→ Given problem: Summarize the passage on Jonathan Swift in two sentences.

→ Given passage:
>> BEGIN
SWIFT, JONATHAN (1667-1745), an English author, wrote the story Gulliver’s Travels (1726), a masterpiece of literature. Swift is called a great satirist because of his ability to ridicule customs, ideas, and habits he considered silly or harmful. [Satire is a kind of literature that uses wit to condemn wickedness and folly.] His satire is often bitter, but it is also often humorous. Swift was deeply concerned about the welfare and about the behavior of his fellow men, and he used his talent to strike out against those men, institutions, and ideas that he considered foolish.…
Scholars are still trying to discover all the ways in which real persons, institutions, and events are represented in Gulliver’s Travels. But readers need not be scholars to find pleasure in the book and to find themselves set to thinking about its distinctive picture of life. (The World Book Encyclopedia, Worldbook-Childcraft International, 1978, volume 18, page 828)
In my rereading of selections from Great Books of the Western World guided by The Great Ideas Program, I’ve reached Jonathan Swift’s Gulliver’s Travels, the twelfth reading in the first volume of The Great Ideas Program, A General Introduction to the Great Books and to a Liberal Education by Mortimer J. Adler and Peter Wolff (Encyclopedia Britannica, 1959).
>> END
[Records from a point labeling set]
>> BEGIN
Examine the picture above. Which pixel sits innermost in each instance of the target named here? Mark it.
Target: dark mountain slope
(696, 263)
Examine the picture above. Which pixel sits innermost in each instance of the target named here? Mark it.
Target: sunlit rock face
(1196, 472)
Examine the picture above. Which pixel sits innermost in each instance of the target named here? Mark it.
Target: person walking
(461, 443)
>> END
>> BEGIN
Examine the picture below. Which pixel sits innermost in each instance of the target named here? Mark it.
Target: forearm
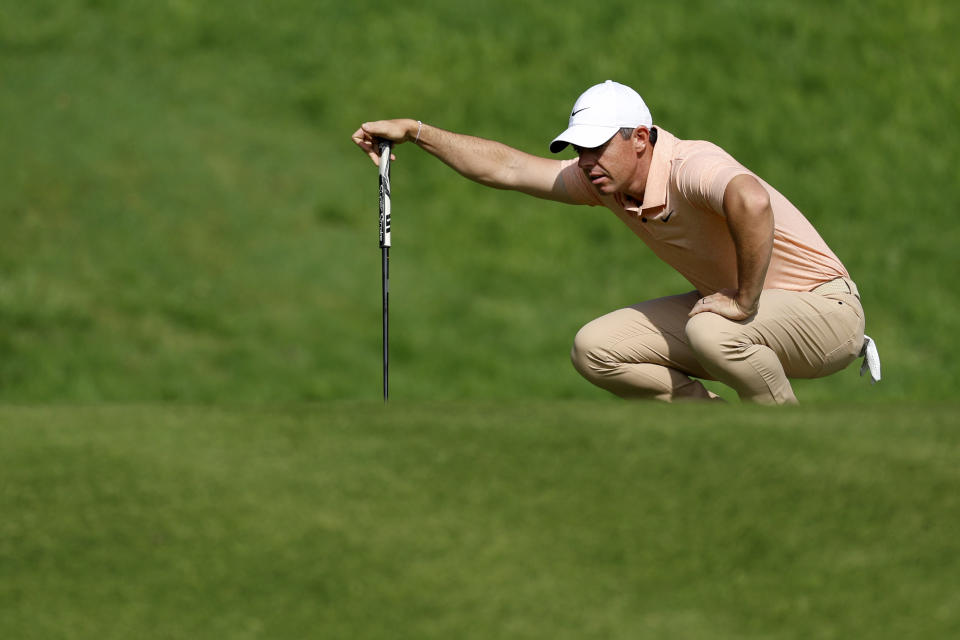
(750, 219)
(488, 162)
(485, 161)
>> END
>> BEGIN
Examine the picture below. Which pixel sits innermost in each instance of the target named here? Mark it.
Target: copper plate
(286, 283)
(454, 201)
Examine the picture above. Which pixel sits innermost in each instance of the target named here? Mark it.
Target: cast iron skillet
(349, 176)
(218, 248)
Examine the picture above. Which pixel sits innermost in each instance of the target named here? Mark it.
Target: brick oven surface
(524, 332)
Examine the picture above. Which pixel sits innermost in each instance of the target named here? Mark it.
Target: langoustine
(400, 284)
>> END
→ Task response: Jonathan Swift (1667-1745), the English author of Gulliver's Travels, is called a great satirist because he ridiculed customs, ideas, and habits he considered silly or harmful, in satire that is often bitter but also often humorous. Scholars are still working out how real persons, institutions, and events appear in the book, and the writer has reached it as the twelfth reading in the first volume of The Great Ideas Program while rereading selections from Great Books of the Western World.